EXERCISE DESCRIPTION: After removing every image, reproduce the data exactly as it appears.

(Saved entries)
┄┄┄┄┄┄┄┄┄┄
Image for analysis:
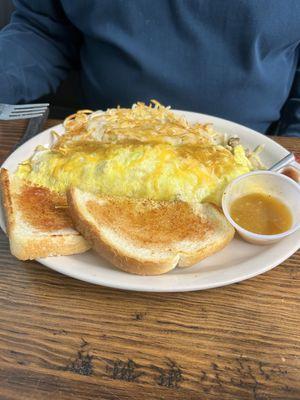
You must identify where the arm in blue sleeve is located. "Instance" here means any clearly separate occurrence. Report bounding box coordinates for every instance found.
[0,0,81,104]
[277,52,300,137]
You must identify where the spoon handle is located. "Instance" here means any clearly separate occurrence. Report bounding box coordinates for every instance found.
[268,152,295,171]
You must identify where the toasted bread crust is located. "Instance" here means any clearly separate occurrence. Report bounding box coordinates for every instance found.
[178,204,234,267]
[67,188,178,275]
[67,188,235,275]
[16,185,72,232]
[0,168,14,235]
[0,168,90,260]
[178,231,234,267]
[9,233,89,261]
[85,197,213,246]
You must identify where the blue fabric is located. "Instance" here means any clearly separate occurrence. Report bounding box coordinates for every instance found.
[0,0,300,136]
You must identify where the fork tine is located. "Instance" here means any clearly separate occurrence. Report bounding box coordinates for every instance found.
[10,112,45,118]
[9,111,44,118]
[7,113,45,120]
[10,107,48,114]
[17,111,45,116]
[14,103,49,110]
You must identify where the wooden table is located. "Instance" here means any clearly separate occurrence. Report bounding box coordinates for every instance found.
[0,119,300,400]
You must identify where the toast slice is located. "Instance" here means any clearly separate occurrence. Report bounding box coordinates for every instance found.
[0,168,90,260]
[67,188,235,275]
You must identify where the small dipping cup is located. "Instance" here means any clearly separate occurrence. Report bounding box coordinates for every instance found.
[222,171,300,245]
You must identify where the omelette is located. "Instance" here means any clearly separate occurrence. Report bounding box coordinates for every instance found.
[16,101,264,206]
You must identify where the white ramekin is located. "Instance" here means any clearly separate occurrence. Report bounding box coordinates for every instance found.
[222,171,300,245]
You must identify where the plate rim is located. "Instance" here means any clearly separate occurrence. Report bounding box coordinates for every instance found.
[1,109,299,292]
[38,240,300,292]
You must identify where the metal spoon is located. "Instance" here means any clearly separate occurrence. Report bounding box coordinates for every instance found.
[268,152,295,171]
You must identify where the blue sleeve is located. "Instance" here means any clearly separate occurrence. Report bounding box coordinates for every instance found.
[276,53,300,137]
[0,0,81,104]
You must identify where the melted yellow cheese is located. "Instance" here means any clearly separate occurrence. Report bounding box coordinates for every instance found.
[16,142,252,205]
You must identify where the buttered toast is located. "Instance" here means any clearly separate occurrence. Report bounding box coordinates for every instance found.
[67,188,235,275]
[0,168,90,260]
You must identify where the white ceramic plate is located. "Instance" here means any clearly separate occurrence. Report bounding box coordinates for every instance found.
[1,110,300,292]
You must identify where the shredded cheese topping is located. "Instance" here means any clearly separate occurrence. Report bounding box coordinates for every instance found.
[54,101,225,150]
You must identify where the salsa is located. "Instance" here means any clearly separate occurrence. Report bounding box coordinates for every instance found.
[230,193,292,235]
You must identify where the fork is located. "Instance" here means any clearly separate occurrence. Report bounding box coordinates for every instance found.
[0,103,49,120]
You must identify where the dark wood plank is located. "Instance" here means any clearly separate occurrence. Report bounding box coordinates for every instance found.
[0,119,61,164]
[0,119,300,399]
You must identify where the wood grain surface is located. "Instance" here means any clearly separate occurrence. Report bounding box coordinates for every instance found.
[0,120,300,400]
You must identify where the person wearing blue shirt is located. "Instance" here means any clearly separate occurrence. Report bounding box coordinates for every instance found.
[0,0,299,136]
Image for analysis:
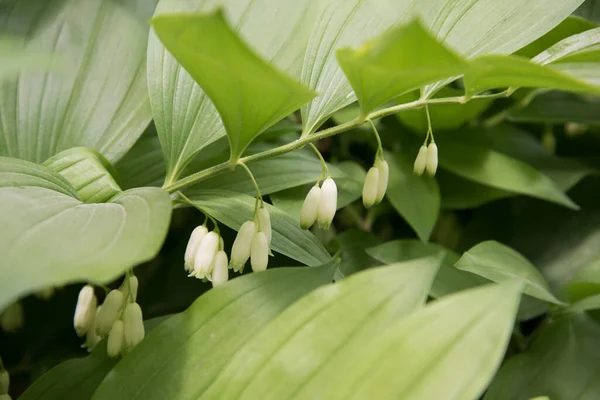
┄┄┄┄┄┄┄┄┄┄
REPLY:
Image for analysis:
You must identify where the arm in blue sleeve is located. "Instance" here means any clearly separate occurrence. Report bounding box coordinates for every instance found.
[0,0,81,104]
[277,52,300,137]
You must identify where the spoon handle is located. "Instance" here means any clearly separate occurrence. Report bounding box coordinates for every instance found.
[268,152,295,171]
You must identify where the toasted bread crust is located. "Instance" here means any clearly separate occurrence. Report bounding box coordinates for every instance found.
[178,204,234,267]
[67,188,178,275]
[67,188,235,275]
[16,185,72,232]
[0,168,14,235]
[0,168,90,260]
[178,231,234,267]
[9,233,89,261]
[85,197,213,246]
You must identify where the blue fabric is located. "Instance" here means any clearly separate occurrence. Report bounding box coordinates for every instance found.
[0,0,300,136]
You must identify where the fork tine is located. "Instance" here means any clearly separate occurrence. Report bounding box coordinates for every instance found.
[10,112,45,118]
[9,111,44,118]
[7,113,45,120]
[10,107,48,114]
[17,111,45,116]
[14,103,49,110]
You must identify where the wooden table is located. "Instance" here means any clearly separate occurrence. Report bounding box coordinates for every instance found.
[0,119,300,400]
You must identify where the toast slice is located. "Instance" here means any clearly separate occurrence. Report bounding box coordinates for every instance found.
[0,168,90,260]
[67,188,235,275]
You must identify where the small dipping cup is located. "Instance" here means any clearly separate occurrence. Report bounding box coordinates for every instance found.
[222,171,300,245]
You must identify where the omelette is located. "Instance" here means any clearly separate occurrence. Report bounding box coordinates for every instance found.
[16,101,264,206]
You must identify where the white ramekin is located. "Instance" here means any clearly separate occurrence. Report bounding box coordinates for every instance found.
[222,171,300,245]
You must identify where the plate rim is located. "Instance" here means any clearly separate occurrence. Report bounding box coordinates for every instance found.
[1,109,299,292]
[38,240,300,292]
You must identify where the metal spoon is located. "Instance" here means any clearly separate occurrence. Report bounding box coordinates for every instance found.
[268,152,295,171]
You must identify where the blue sleeve is located. "Instance" here means any clearly separate occurrence. Report bounding box coordinates for every instance found.
[276,53,300,137]
[0,0,81,104]
You must identify where the melted yellow cheese is located. "Instance" here means any clearly separate occurrence. Report bounding box coordinates for every instance found.
[16,142,252,205]
You must identify where the buttered toast is located. "Instance" here means any clearly separate occurrence. Report bounding box coordinates for every instance found.
[67,188,235,275]
[0,168,90,260]
You must identify where the white ceramic plate is located. "Instance" here means any clearly separate occurrence. Report bounding box coordinates for every instance found.
[1,110,300,292]
You must identify where the shredded cheese topping is located. "Instance" here means any clearly separate occurrence. Report bounding box coordinates for every instance found.
[54,101,225,150]
You must identify where the salsa is located. "Instance" here means any clearly separate occurrence. Report bounding box coordinates for every instance found.
[230,193,292,235]
You must identify where the fork is located. "Instance" here means any clearly separate occurrence. Report bounding box coordinates for every instance found.
[0,103,49,120]
You must identify where the dark wood plank is located. "Instance" here means any clearly separate occurrence. Report bounding box coordinates for every instance found.
[0,119,61,164]
[0,119,300,399]
You must identify where the wood grain surface is located. "Instance" here means any clearly separate occurrence. Report bounding box coordinates for every instance found.
[0,120,300,400]
You must identify where the person wearing blue shirt is located. "Instance" here means any clearly separate occurrence. Report bounding box coordinates for every instance found.
[0,0,299,136]
Image for analysis:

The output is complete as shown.